==== Input records

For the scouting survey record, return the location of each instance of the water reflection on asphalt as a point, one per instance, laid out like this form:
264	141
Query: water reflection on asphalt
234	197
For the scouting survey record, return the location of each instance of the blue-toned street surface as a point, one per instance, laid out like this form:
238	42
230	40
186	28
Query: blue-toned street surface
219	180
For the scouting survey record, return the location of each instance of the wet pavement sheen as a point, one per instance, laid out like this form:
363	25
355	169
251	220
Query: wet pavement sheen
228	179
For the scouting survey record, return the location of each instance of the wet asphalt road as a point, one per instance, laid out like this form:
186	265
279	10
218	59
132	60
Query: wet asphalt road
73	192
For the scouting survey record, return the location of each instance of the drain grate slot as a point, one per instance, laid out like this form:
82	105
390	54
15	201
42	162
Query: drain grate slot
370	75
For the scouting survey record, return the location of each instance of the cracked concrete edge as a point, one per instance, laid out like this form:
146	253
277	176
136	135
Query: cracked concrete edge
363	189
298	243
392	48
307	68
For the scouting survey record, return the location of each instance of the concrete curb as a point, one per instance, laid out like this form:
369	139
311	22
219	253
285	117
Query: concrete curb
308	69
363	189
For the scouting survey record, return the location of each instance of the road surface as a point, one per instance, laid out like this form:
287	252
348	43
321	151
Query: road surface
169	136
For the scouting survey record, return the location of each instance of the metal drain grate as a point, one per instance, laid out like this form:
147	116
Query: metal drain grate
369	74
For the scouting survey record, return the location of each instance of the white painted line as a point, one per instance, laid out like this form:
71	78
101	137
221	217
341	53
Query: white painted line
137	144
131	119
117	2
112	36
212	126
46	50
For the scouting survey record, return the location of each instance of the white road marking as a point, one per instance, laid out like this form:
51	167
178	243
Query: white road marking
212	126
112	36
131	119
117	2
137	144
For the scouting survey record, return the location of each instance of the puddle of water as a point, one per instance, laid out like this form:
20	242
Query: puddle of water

========

▸ **Task statement**
Within the data above, filter for lines containing the word "puddle" and copy each one.

▸ **Solution to this task**
For the scouting survey record, return the location of each instance of the puddle of water as a point, one per instance, laid out like this form:
Query: puddle of water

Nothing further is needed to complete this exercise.